Extrait –

####

Mais, curieusement, Maurel & Prom rechigne à appliquer au Gabon les mêmes principes qui, selon cet opérateur économique, auraient guidé ses actions dans les autres pays en développement où le groupe est présent. L’entreprise française est pourtant fière de ce que « le Gabon représente un intérêt stratégique grâce au champ d’Onal et par la qualité du territoire d’exploitation, constituant aujourd’hui pour Maurel & Prom un relais de croissance ». Il serait donc bon que la joie et le bonheur de Maurel & Prom, qui a acquis quatre permis d’exploitation en 2005, se doublent du bonheur et du bien-être des habitants des lacs du sud.
Un autre point préoccupe déjà tous ceux que le doute commence à envahir, en particulier les agents de Maurel & Prom. Ce point concerne la signature du contrat d’exploitation et de partage de production sur le permis Omouéyi. Le personnel s’interroge si le gouvernement gabonais s’était suffisamment assuré que ce contrat comportait à l’instar de ceux que Maurel & Prom a passé avec ses autres partenaires d’Afrique et d’ailleurs « une annexe spécifique dédiée à la garantie du respect des règles définies par le groupe pour mieux protéger le personnel employé contre les maladies professionnelles…et contribuer de manière significative au développement et à l’amélioration du niveau de vie des communautés locales ». Et si la réponse à toutes ces questions est oui, les Gabonais peuvent-ils espérer que le gage de bonne foi de Maurel & Prom ne se limitera pas à la distribution annoncée des fournitures scolaires aux deux écoles du canton et des petites enveloppes glissées périodiquement à quelques élus locaux ?

####

Consigne 1 – Citez l'extrait sur Maurel & Prom au Gabon, tout ce qui va de « Mais, curieusement, Maurel » jusqu'à « lacs du sud. ».
Consigne 2 – Rédigez la suite de l'extrait sur Maurel & Prom au Gabon, à partir de la dernière phrase présente.

####

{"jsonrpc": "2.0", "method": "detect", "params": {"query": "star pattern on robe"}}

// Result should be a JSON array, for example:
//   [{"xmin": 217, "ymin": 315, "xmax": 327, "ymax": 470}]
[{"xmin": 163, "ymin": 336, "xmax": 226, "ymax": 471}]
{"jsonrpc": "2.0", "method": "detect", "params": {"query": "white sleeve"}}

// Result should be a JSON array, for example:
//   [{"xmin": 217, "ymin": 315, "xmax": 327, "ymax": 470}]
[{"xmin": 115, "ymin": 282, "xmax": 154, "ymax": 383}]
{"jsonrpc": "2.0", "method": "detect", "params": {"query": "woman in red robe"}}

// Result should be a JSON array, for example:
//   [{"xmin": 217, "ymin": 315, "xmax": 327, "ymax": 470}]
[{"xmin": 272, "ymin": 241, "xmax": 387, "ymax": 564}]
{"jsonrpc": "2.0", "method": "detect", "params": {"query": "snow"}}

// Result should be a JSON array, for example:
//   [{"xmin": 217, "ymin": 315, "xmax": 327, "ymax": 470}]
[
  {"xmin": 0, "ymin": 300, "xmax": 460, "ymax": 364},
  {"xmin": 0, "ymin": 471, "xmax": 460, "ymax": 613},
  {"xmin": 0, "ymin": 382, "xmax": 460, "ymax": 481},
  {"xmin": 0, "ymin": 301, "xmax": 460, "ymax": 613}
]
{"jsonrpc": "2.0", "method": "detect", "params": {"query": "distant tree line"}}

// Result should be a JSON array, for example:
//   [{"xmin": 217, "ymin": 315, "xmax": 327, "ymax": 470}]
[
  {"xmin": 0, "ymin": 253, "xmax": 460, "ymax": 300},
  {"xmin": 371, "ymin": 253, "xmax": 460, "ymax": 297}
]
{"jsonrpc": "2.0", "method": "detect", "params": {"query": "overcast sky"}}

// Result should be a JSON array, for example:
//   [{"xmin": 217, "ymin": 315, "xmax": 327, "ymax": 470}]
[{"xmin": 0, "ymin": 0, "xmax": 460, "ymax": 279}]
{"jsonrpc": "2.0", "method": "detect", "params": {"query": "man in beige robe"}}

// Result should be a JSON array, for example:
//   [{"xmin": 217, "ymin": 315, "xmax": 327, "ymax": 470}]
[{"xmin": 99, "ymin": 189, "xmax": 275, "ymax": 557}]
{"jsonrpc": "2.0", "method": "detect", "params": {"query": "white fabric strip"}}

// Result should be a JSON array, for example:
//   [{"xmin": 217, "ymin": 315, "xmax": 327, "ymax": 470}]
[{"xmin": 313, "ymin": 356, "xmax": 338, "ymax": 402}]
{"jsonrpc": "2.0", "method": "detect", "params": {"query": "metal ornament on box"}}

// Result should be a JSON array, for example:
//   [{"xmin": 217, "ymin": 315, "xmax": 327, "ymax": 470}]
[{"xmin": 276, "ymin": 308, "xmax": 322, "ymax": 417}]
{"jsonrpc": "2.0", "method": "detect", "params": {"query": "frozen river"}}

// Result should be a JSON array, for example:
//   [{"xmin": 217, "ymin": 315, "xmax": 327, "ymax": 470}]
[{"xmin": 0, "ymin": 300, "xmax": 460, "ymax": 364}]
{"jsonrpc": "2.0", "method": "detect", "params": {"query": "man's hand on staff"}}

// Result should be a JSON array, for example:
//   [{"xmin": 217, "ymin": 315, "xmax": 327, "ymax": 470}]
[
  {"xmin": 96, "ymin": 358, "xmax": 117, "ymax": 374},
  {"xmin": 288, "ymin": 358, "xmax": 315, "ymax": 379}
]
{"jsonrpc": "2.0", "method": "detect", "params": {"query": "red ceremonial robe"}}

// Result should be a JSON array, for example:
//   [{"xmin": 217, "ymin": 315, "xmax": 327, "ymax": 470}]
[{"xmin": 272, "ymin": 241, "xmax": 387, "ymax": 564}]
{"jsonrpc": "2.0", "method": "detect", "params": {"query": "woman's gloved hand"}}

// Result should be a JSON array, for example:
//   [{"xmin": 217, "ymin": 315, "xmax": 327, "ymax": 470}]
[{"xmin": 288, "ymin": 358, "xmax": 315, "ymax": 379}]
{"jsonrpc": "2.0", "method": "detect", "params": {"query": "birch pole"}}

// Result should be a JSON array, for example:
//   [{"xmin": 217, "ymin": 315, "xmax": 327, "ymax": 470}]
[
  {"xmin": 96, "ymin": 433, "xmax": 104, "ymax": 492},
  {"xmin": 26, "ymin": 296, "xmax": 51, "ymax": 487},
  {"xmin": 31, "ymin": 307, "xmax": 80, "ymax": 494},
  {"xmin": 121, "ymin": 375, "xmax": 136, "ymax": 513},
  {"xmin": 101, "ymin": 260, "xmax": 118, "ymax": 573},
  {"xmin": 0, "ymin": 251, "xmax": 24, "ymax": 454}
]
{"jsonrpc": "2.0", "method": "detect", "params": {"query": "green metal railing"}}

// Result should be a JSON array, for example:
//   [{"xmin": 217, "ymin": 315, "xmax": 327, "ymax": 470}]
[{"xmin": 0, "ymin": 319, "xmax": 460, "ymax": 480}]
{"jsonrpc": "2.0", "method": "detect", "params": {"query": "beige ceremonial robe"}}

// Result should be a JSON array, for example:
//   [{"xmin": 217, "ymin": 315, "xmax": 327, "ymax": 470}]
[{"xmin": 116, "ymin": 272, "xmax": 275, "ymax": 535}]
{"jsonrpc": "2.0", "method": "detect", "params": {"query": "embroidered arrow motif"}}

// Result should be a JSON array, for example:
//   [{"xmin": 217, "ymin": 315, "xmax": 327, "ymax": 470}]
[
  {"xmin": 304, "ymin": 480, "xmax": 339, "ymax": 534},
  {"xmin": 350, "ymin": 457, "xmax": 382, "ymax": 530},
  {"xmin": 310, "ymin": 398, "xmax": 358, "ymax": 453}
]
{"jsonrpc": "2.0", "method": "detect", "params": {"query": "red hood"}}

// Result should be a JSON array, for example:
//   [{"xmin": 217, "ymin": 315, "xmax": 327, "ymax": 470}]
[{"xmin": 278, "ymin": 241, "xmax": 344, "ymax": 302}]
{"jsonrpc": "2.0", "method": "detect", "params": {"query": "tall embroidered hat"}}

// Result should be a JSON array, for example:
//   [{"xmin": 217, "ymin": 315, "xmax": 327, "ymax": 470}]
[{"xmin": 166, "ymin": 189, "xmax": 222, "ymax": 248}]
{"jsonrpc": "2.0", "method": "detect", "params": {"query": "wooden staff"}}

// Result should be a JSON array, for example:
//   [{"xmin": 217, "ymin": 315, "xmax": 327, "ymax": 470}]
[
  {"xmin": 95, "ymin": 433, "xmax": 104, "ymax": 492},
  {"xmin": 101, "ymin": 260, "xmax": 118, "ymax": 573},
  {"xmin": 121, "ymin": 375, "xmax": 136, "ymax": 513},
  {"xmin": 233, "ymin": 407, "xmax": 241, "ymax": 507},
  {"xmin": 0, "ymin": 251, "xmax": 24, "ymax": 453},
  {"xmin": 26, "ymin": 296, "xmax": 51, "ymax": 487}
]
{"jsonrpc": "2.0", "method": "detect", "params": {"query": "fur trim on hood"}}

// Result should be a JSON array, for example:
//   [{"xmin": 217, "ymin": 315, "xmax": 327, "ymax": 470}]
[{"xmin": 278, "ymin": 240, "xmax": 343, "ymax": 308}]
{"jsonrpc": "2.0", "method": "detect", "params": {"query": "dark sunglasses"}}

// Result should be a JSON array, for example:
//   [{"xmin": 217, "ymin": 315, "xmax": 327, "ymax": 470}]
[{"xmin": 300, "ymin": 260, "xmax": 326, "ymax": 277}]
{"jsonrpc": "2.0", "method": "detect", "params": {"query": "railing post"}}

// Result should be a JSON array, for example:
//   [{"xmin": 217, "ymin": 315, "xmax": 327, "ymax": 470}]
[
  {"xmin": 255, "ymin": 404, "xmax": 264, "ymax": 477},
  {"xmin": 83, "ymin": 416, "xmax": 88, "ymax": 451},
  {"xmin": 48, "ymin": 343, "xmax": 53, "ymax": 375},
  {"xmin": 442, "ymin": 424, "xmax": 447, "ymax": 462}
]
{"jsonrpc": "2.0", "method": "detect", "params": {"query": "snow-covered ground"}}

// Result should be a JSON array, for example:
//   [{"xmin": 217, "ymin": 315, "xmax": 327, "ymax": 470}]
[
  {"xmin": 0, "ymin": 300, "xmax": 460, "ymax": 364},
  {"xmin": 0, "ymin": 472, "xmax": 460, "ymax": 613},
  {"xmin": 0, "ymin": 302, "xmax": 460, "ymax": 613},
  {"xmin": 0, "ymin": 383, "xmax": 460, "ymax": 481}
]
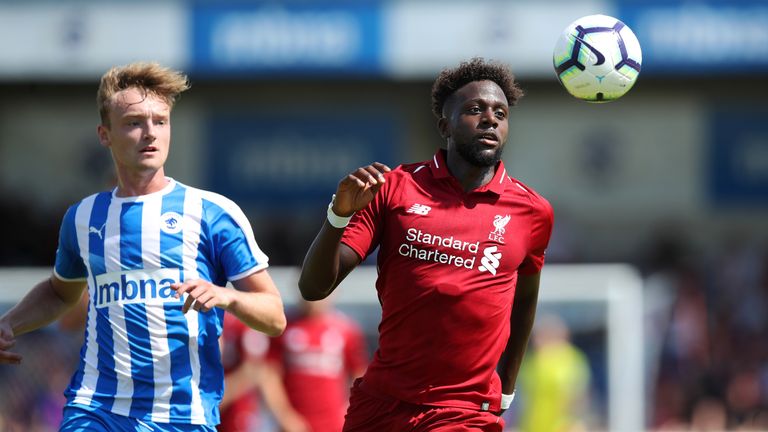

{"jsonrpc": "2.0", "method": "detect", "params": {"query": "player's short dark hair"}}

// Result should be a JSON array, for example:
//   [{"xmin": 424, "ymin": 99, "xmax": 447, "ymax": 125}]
[{"xmin": 432, "ymin": 57, "xmax": 523, "ymax": 118}]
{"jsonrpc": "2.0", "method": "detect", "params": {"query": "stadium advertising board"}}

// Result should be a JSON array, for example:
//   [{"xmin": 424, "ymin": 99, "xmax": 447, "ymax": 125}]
[
  {"xmin": 618, "ymin": 0, "xmax": 768, "ymax": 74},
  {"xmin": 206, "ymin": 113, "xmax": 400, "ymax": 211},
  {"xmin": 191, "ymin": 2, "xmax": 381, "ymax": 75},
  {"xmin": 709, "ymin": 107, "xmax": 768, "ymax": 207}
]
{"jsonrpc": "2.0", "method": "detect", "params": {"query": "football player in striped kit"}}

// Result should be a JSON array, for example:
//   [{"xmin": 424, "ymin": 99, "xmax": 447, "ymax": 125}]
[{"xmin": 0, "ymin": 63, "xmax": 286, "ymax": 431}]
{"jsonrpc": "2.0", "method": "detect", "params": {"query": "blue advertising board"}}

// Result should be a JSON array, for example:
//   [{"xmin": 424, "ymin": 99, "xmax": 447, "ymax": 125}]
[
  {"xmin": 709, "ymin": 107, "xmax": 768, "ymax": 207},
  {"xmin": 206, "ymin": 112, "xmax": 401, "ymax": 213},
  {"xmin": 191, "ymin": 1, "xmax": 382, "ymax": 76},
  {"xmin": 616, "ymin": 0, "xmax": 768, "ymax": 75}
]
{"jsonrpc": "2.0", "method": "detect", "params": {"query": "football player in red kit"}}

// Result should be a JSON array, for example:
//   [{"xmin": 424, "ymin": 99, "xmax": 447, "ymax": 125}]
[
  {"xmin": 265, "ymin": 299, "xmax": 368, "ymax": 432},
  {"xmin": 299, "ymin": 59, "xmax": 553, "ymax": 432}
]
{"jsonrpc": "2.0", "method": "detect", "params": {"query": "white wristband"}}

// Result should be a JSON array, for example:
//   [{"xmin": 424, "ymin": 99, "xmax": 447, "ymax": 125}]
[
  {"xmin": 501, "ymin": 390, "xmax": 515, "ymax": 409},
  {"xmin": 328, "ymin": 194, "xmax": 354, "ymax": 228}
]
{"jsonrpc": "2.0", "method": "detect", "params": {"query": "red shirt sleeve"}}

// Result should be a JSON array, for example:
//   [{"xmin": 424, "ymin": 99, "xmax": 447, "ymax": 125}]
[
  {"xmin": 518, "ymin": 192, "xmax": 555, "ymax": 275},
  {"xmin": 344, "ymin": 322, "xmax": 368, "ymax": 374},
  {"xmin": 341, "ymin": 175, "xmax": 394, "ymax": 260}
]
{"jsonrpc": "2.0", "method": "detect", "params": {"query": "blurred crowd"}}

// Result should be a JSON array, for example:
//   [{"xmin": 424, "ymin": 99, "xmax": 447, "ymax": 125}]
[{"xmin": 643, "ymin": 231, "xmax": 768, "ymax": 431}]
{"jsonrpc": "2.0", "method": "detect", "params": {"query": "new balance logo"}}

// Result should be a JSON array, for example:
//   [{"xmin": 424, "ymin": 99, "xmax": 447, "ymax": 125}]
[
  {"xmin": 406, "ymin": 203, "xmax": 432, "ymax": 216},
  {"xmin": 477, "ymin": 246, "xmax": 501, "ymax": 276}
]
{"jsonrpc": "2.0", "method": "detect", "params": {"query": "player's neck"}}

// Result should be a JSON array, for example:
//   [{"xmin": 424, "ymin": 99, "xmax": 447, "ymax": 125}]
[
  {"xmin": 115, "ymin": 168, "xmax": 168, "ymax": 197},
  {"xmin": 446, "ymin": 157, "xmax": 496, "ymax": 192}
]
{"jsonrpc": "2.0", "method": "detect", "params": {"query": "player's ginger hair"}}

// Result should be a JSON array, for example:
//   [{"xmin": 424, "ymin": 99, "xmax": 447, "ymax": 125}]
[
  {"xmin": 96, "ymin": 62, "xmax": 189, "ymax": 126},
  {"xmin": 432, "ymin": 57, "xmax": 523, "ymax": 118}
]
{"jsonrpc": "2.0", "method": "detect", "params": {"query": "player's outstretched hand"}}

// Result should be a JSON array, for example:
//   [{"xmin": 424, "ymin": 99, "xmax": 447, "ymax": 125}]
[
  {"xmin": 333, "ymin": 162, "xmax": 391, "ymax": 217},
  {"xmin": 171, "ymin": 279, "xmax": 232, "ymax": 313},
  {"xmin": 0, "ymin": 321, "xmax": 21, "ymax": 364}
]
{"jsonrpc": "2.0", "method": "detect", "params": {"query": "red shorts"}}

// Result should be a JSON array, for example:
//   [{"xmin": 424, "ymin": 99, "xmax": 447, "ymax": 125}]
[{"xmin": 343, "ymin": 378, "xmax": 504, "ymax": 432}]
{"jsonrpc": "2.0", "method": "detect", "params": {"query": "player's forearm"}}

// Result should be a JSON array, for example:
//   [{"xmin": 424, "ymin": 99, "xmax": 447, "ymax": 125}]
[
  {"xmin": 299, "ymin": 221, "xmax": 344, "ymax": 300},
  {"xmin": 227, "ymin": 291, "xmax": 286, "ymax": 336},
  {"xmin": 0, "ymin": 279, "xmax": 79, "ymax": 336},
  {"xmin": 500, "ymin": 275, "xmax": 539, "ymax": 394}
]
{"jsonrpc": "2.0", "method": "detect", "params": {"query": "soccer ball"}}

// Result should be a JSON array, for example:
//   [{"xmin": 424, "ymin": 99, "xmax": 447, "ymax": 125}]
[{"xmin": 552, "ymin": 15, "xmax": 643, "ymax": 102}]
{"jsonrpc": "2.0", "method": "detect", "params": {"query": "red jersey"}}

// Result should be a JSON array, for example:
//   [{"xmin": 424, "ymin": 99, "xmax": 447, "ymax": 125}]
[
  {"xmin": 342, "ymin": 150, "xmax": 553, "ymax": 411},
  {"xmin": 217, "ymin": 312, "xmax": 269, "ymax": 432},
  {"xmin": 269, "ymin": 311, "xmax": 368, "ymax": 432}
]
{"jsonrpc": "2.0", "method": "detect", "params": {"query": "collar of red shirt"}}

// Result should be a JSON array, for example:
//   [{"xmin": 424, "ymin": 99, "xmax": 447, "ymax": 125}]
[{"xmin": 429, "ymin": 149, "xmax": 507, "ymax": 195}]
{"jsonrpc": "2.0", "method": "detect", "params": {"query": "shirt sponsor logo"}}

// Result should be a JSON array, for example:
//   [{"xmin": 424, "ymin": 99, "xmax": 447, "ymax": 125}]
[
  {"xmin": 93, "ymin": 268, "xmax": 181, "ymax": 308},
  {"xmin": 477, "ymin": 246, "xmax": 501, "ymax": 276},
  {"xmin": 160, "ymin": 212, "xmax": 181, "ymax": 234},
  {"xmin": 398, "ymin": 228, "xmax": 480, "ymax": 269},
  {"xmin": 397, "ymin": 226, "xmax": 509, "ymax": 276},
  {"xmin": 488, "ymin": 215, "xmax": 511, "ymax": 244},
  {"xmin": 406, "ymin": 203, "xmax": 432, "ymax": 216}
]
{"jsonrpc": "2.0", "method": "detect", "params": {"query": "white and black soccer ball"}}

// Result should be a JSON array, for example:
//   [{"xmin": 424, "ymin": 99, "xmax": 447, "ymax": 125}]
[{"xmin": 552, "ymin": 15, "xmax": 643, "ymax": 102}]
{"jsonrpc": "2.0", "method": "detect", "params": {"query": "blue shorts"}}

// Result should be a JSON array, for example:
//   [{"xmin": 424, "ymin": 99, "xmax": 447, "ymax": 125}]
[{"xmin": 59, "ymin": 405, "xmax": 216, "ymax": 432}]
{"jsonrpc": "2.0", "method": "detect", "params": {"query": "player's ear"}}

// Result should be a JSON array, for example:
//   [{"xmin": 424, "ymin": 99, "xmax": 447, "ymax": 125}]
[
  {"xmin": 437, "ymin": 117, "xmax": 451, "ymax": 139},
  {"xmin": 96, "ymin": 124, "xmax": 110, "ymax": 147}
]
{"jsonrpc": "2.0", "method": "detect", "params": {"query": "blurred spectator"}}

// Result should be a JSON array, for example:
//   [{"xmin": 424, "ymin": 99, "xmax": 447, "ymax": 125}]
[
  {"xmin": 265, "ymin": 298, "xmax": 368, "ymax": 432},
  {"xmin": 518, "ymin": 315, "xmax": 591, "ymax": 432}
]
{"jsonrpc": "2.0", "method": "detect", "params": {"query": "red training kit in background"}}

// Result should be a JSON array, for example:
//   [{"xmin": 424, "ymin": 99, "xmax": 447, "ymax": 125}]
[
  {"xmin": 268, "ymin": 311, "xmax": 368, "ymax": 432},
  {"xmin": 217, "ymin": 312, "xmax": 269, "ymax": 432},
  {"xmin": 342, "ymin": 150, "xmax": 553, "ymax": 411}
]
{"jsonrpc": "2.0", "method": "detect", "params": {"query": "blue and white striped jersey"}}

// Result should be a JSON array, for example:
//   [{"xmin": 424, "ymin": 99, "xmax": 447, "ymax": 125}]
[{"xmin": 55, "ymin": 179, "xmax": 268, "ymax": 425}]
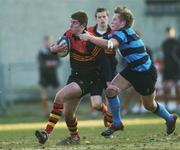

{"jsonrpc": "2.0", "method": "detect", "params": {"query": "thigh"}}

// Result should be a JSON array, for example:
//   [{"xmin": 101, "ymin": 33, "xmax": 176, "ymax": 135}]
[
  {"xmin": 55, "ymin": 82, "xmax": 82, "ymax": 102},
  {"xmin": 111, "ymin": 74, "xmax": 131, "ymax": 92},
  {"xmin": 90, "ymin": 95, "xmax": 102, "ymax": 106}
]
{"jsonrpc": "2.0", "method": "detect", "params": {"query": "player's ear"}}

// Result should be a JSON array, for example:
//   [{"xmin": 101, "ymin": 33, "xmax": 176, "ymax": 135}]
[{"xmin": 121, "ymin": 20, "xmax": 126, "ymax": 27}]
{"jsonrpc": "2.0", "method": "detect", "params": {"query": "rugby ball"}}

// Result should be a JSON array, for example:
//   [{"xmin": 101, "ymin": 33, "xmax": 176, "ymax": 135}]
[{"xmin": 57, "ymin": 36, "xmax": 71, "ymax": 57}]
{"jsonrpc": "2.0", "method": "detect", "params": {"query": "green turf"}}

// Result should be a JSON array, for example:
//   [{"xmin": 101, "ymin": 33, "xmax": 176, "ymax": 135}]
[
  {"xmin": 0, "ymin": 103, "xmax": 180, "ymax": 150},
  {"xmin": 0, "ymin": 124, "xmax": 180, "ymax": 150}
]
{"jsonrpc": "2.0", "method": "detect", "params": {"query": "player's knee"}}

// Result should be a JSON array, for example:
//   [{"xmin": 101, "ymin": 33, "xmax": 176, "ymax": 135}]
[
  {"xmin": 54, "ymin": 92, "xmax": 65, "ymax": 102},
  {"xmin": 106, "ymin": 89, "xmax": 117, "ymax": 98},
  {"xmin": 91, "ymin": 96, "xmax": 102, "ymax": 110},
  {"xmin": 143, "ymin": 103, "xmax": 156, "ymax": 112},
  {"xmin": 92, "ymin": 102, "xmax": 101, "ymax": 110}
]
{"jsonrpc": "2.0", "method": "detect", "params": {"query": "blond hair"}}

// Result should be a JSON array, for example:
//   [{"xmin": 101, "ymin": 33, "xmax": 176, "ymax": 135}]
[{"xmin": 114, "ymin": 6, "xmax": 134, "ymax": 28}]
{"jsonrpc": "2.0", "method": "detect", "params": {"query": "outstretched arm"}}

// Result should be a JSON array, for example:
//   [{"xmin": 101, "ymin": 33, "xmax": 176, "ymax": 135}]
[
  {"xmin": 50, "ymin": 43, "xmax": 67, "ymax": 53},
  {"xmin": 80, "ymin": 32, "xmax": 119, "ymax": 48}
]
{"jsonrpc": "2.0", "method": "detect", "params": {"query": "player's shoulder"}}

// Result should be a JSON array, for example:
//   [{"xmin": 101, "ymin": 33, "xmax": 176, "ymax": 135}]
[
  {"xmin": 87, "ymin": 26, "xmax": 95, "ymax": 33},
  {"xmin": 64, "ymin": 29, "xmax": 72, "ymax": 38}
]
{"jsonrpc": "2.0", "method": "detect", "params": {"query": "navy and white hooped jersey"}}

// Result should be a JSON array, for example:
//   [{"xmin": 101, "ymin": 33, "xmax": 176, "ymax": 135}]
[{"xmin": 108, "ymin": 28, "xmax": 152, "ymax": 72}]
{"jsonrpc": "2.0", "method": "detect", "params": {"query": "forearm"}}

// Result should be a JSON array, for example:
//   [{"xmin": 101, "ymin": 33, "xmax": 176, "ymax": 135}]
[{"xmin": 89, "ymin": 35, "xmax": 108, "ymax": 48}]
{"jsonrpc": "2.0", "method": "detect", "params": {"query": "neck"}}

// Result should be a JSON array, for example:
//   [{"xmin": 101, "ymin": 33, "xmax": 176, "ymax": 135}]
[{"xmin": 97, "ymin": 26, "xmax": 108, "ymax": 31}]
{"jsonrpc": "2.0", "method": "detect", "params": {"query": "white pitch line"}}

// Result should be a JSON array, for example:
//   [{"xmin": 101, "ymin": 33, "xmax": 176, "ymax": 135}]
[{"xmin": 0, "ymin": 118, "xmax": 180, "ymax": 131}]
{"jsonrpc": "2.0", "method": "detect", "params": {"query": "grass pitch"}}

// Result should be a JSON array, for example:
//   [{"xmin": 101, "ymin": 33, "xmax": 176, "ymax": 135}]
[{"xmin": 0, "ymin": 118, "xmax": 180, "ymax": 150}]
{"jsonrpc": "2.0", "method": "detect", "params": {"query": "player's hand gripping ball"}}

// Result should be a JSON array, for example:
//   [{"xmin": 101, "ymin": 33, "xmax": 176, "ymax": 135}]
[{"xmin": 57, "ymin": 36, "xmax": 71, "ymax": 57}]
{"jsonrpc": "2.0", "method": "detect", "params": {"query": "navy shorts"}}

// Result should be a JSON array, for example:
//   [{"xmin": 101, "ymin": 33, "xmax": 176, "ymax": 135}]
[{"xmin": 120, "ymin": 65, "xmax": 157, "ymax": 96}]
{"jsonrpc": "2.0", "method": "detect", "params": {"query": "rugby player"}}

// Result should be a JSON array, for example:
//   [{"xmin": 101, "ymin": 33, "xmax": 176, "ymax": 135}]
[
  {"xmin": 80, "ymin": 6, "xmax": 177, "ymax": 136},
  {"xmin": 87, "ymin": 8, "xmax": 121, "ymax": 127},
  {"xmin": 35, "ymin": 11, "xmax": 112, "ymax": 144}
]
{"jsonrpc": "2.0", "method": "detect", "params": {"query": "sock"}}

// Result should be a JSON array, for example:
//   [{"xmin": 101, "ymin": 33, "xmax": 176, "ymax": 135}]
[
  {"xmin": 42, "ymin": 98, "xmax": 48, "ymax": 113},
  {"xmin": 45, "ymin": 102, "xmax": 63, "ymax": 134},
  {"xmin": 98, "ymin": 103, "xmax": 108, "ymax": 113},
  {"xmin": 66, "ymin": 117, "xmax": 79, "ymax": 138},
  {"xmin": 108, "ymin": 96, "xmax": 121, "ymax": 126},
  {"xmin": 105, "ymin": 111, "xmax": 113, "ymax": 123},
  {"xmin": 154, "ymin": 103, "xmax": 173, "ymax": 123}
]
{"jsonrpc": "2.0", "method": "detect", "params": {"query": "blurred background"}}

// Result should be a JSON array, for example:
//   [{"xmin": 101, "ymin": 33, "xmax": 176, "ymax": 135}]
[{"xmin": 0, "ymin": 0, "xmax": 180, "ymax": 123}]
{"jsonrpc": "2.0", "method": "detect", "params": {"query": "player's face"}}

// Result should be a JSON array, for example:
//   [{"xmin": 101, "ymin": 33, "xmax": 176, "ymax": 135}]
[
  {"xmin": 70, "ymin": 19, "xmax": 84, "ymax": 35},
  {"xmin": 44, "ymin": 39, "xmax": 51, "ymax": 48},
  {"xmin": 96, "ymin": 11, "xmax": 109, "ymax": 28},
  {"xmin": 167, "ymin": 29, "xmax": 176, "ymax": 38},
  {"xmin": 111, "ymin": 14, "xmax": 126, "ymax": 30}
]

####

Résultat 1 –
Mais, curieusement, Maurel & Prom rechigne à appliquer au Gabon les mêmes principes qui, selon cet opérateur économique, auraient guidé ses actions dans les autres pays en développement où le groupe est présent. L’entreprise française est pourtant fière de ce que « le Gabon représente un intérêt stratégique grâce au champ d’Onal et par la qualité du territoire d’exploitation, constituant aujourd’hui pour Maurel & Prom un relais de croissance ». Il serait donc bon que la joie et le bonheur de Maurel & Prom, qui a acquis quatre permis d’exploitation en 2005, se doublent du bonheur et du bien-être des habitants des lacs du sud.

Résultat 2 –
Déjà victimes d’un demi-siècle de pillage destructeur de ses bois précieux par des forestiers voyous, responsables par ailleurs de la pollution des eaux du canton, le peuple oublié des lacs du sud va-t-il enfin pouvoir savourer le succès de ses richesses naturelles, en l’occurrence le pétrole d’Ezanga et demain celui d’Oguemoué ? Ou bien au contraire, comme le signale mon petit doigt, Maurel & Prom de connivence avec les hommes politiques, qui avaient déjà laissé-pour-compte ces pauvres lacustres, va à son tour leur refuser le droit de se développer et d’exister ? Les condamnant du coup au même triste sort que les peuples frères de Mandji Ndolou et de l’ensemble des régions de notre pays qui n’ont plus que leurs yeux pour pleurer leur pétrole expédié par centaines de milliers de barils/jours, loin, très loin de chez nous par des entreprises étrangères plus soucieuses d’assurer le bonheur de leurs compatriotes restés en Occident.
Telles sont les questions lancinantes qui méritent d’être posées à nos hommes politiques, à commencer par le futur premier d’entre eux : le prochain chef de l’Etat. Celui qui sortira des urnes dans les mois qui viennent et qui, j’ai fait un rêve, transformera la malédiction du pétrole gabonais en bénédiction et se donnera pour cheval de bataille le retour à la bonne gouvernance des années 60. Pour l’avènement d’une société gabonaise plus juste où la misère sera vaincue dans les cantons oubliés de l’intérieur du pays, les bidonvilles et les quartiers déshérités des grandes villes. Une société où chaque Gabonais peut avoir une place au soleil.